### [Exercise requirements]
Hunt through the lines below for the string "pixel" and copy each one that has it.

### [Source data]
-=-=-

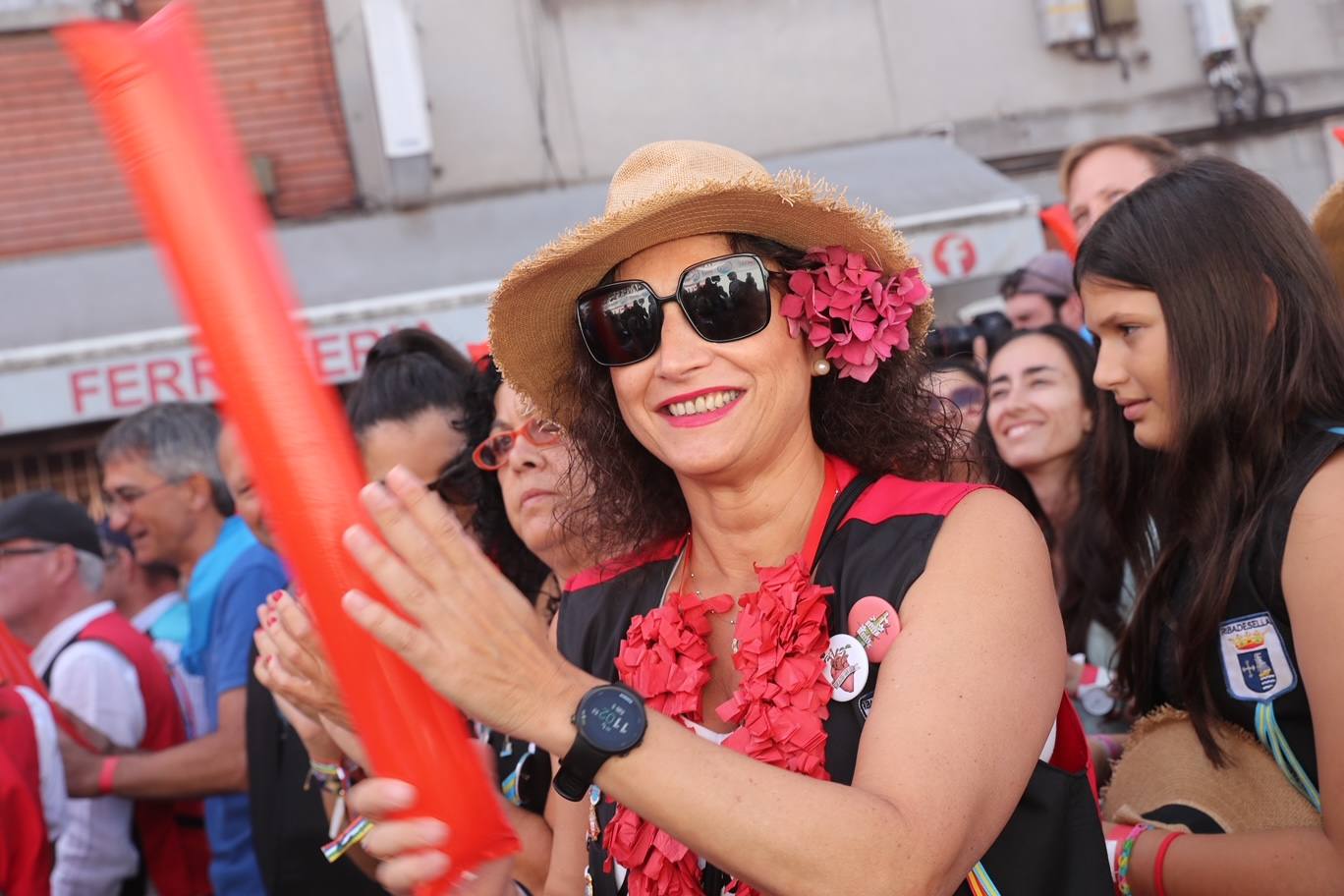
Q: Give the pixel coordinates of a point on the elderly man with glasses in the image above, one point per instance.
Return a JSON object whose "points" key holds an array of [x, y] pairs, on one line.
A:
{"points": [[164, 489], [105, 673]]}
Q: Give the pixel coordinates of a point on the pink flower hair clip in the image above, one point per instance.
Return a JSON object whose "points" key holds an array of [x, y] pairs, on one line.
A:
{"points": [[844, 304]]}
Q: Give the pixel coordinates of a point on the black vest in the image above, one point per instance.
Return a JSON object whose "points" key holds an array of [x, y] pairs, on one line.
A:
{"points": [[1250, 666], [1052, 842]]}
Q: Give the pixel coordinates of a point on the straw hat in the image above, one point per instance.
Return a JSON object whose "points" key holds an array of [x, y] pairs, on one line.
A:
{"points": [[1165, 779], [1328, 223], [661, 193]]}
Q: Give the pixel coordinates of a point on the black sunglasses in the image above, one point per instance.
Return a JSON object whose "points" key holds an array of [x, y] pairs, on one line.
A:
{"points": [[725, 300]]}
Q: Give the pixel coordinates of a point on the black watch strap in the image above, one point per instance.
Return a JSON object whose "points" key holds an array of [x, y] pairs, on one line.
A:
{"points": [[578, 768]]}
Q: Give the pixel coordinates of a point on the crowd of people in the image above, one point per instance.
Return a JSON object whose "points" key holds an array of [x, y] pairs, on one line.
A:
{"points": [[748, 595]]}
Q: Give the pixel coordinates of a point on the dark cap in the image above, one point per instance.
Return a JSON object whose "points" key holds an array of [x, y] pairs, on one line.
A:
{"points": [[1051, 273], [46, 516]]}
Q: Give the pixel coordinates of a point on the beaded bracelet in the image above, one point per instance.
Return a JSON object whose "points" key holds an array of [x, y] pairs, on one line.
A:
{"points": [[347, 838], [1160, 862], [1127, 852]]}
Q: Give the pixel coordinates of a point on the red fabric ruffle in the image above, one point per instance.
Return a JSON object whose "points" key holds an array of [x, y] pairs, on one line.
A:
{"points": [[780, 705]]}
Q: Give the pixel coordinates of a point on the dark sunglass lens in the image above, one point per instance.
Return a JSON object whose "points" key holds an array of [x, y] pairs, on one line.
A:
{"points": [[620, 324], [727, 299]]}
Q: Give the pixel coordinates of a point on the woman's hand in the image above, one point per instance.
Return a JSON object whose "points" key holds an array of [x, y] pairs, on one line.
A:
{"points": [[478, 643], [346, 741], [318, 745], [292, 664], [409, 848]]}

-=-=-

### [Answer to the problem]
Q: Give the pixel coordinates of a point on the elderly man with glasses in the image above, one point per instance.
Q: Give the pixel coordinates of a point on the pink flower hair clip in the image above, one point per instance.
Q: Give the pixel coordinates of a point on the black vest in the image above, one point per instance.
Q: Give the pixel coordinates of a point on the straw hat in the image above, one point per instance.
Q: Give the pixel coordinates of a point on the black sunglasses in the image above, one point per instance.
Q: Give the pixel coordinates of a point on the black watch strap in the image above, one point per instance.
Q: Give the pixel coordinates of a point on the crowd of people in the image above, one point per instance.
Q: Give the pixel coordinates of a point on the dark cap in the image above, one point per instance.
Q: Give the pixel coordinates of a point on the beaded bracelet in the image above, one point per instance.
Q: Give the pixel coordinates of a point on the red fabric ruffle in the image above, one point per instance.
Q: Give the pixel coordinates of a point on the dark sunglass lens in the image above, one point per instance.
Q: Give the pixel coordinates of a point on the woman's hand in the image above, one point per instance.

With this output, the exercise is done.